# [EXERCISE AIM]
Your answer should be the full set of entries, given again without alteration.

# [PROVIDED DATA]
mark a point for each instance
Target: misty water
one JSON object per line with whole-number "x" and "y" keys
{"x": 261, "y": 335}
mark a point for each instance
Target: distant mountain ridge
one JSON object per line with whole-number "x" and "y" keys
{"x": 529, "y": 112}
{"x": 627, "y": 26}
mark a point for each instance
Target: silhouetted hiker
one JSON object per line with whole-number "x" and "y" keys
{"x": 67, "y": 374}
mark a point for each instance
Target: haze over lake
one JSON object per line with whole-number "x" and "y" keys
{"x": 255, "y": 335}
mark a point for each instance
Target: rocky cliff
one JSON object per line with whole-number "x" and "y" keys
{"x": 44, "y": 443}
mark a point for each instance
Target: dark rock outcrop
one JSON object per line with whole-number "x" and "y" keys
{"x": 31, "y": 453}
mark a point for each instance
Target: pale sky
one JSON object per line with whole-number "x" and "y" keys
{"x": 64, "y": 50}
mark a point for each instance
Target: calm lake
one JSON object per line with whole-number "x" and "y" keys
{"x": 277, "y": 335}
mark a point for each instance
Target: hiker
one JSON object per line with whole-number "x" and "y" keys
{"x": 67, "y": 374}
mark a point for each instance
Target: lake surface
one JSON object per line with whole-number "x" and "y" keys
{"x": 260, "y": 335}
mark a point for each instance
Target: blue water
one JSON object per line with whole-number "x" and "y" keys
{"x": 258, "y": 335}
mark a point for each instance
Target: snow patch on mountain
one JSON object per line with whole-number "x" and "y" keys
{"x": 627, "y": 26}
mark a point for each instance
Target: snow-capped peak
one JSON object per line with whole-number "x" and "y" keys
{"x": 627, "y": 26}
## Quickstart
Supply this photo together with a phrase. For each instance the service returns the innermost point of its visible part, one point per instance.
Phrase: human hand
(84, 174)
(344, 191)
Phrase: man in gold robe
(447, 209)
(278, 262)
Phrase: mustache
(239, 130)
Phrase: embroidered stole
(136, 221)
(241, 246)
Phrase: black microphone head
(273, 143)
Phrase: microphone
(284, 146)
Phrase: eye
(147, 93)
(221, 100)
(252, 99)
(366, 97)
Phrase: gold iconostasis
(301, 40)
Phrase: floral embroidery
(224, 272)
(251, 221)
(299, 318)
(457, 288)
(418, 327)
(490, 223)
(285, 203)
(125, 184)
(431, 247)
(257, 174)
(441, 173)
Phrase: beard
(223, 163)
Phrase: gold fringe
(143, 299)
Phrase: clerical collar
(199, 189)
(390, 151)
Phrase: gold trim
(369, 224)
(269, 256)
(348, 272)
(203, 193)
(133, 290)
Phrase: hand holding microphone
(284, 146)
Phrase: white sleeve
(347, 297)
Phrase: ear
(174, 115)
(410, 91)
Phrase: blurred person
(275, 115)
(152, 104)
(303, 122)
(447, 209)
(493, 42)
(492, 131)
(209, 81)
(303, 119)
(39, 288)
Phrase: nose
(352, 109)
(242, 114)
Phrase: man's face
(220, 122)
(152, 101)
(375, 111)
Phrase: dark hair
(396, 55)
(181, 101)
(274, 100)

# [WRITTEN SOLUTION]
mark a point for each instance
Target: misty water
one JSON object per line with whole-number "x" and "y" keys
{"x": 261, "y": 335}
mark a point for each instance
Target: distant mountain ridge
one JSON object per line with whole-number "x" and "y" keys
{"x": 529, "y": 112}
{"x": 627, "y": 26}
mark a point for each instance
Target: silhouetted hiker
one JSON object per line with whole-number "x" and "y" keys
{"x": 67, "y": 374}
mark a point for each instance
Target: haze over lake
one JSON object per line with whole-number "x" and "y" keys
{"x": 255, "y": 335}
mark a point for each instance
Target: rocky cliff
one JSON object per line with whole-number "x" and "y" keys
{"x": 44, "y": 443}
mark a point for each instance
Target: dark rock outcrop
one JSON object per line with whole-number "x" and "y" keys
{"x": 31, "y": 453}
mark a point for each instance
Target: pale sky
one JSON object per line with whole-number "x" and "y" keys
{"x": 64, "y": 50}
mark a point for each instance
Target: calm lake
one JSON object per line with whole-number "x" and "y" keys
{"x": 277, "y": 335}
mark a point for each instance
Target: hiker
one JSON object per line with whole-number "x" and "y" keys
{"x": 67, "y": 374}
mark a point for each instance
Target: lake surface
one JSON object per line with whole-number "x" and "y" keys
{"x": 260, "y": 335}
mark a point for each instance
Target: blue water
one JSON object per line with whole-number "x" and "y" keys
{"x": 258, "y": 335}
mark a point for each instance
Target: snow patch on mountain
one JSON object per line with whole-number "x" and "y" keys
{"x": 627, "y": 26}
mark a point for each instance
Target: snow-capped peak
one JSON object per line with whole-number "x" and "y" keys
{"x": 627, "y": 26}
## Quickstart
Supply this photo together with a phrase. For each instance the service returns the innermost point of its visible part, one point per instance.
Phrase: human hand
(84, 174)
(344, 191)
Phrase: man in gold robe
(447, 209)
(278, 262)
Phrase: mustache
(239, 130)
Phrase: embroidered stole
(136, 221)
(241, 246)
Phrase: black microphone head
(273, 143)
Phrase: microphone
(284, 146)
Phrase: eye
(147, 93)
(221, 100)
(252, 99)
(366, 97)
Phrase: gold iconostasis
(301, 40)
Phrase: floral embroidery
(224, 272)
(251, 221)
(299, 318)
(457, 288)
(418, 327)
(490, 223)
(285, 203)
(125, 184)
(431, 247)
(257, 174)
(441, 173)
Phrase: beard
(223, 163)
Phrase: gold fringe
(143, 299)
Phrase: clerical collar
(199, 189)
(390, 151)
Phrase: gold trim
(369, 224)
(269, 256)
(348, 272)
(203, 193)
(133, 290)
Phrase: hand holding microphone
(284, 146)
Phrase: white sleeve
(347, 297)
Phrase: ear
(174, 115)
(410, 91)
Phrase: blurred person
(275, 115)
(152, 104)
(303, 122)
(447, 209)
(493, 42)
(492, 131)
(209, 81)
(303, 119)
(39, 288)
Phrase: nose
(352, 109)
(242, 114)
Phrase: man's face
(220, 122)
(152, 101)
(375, 111)
Phrase: dark hair
(396, 55)
(181, 101)
(274, 100)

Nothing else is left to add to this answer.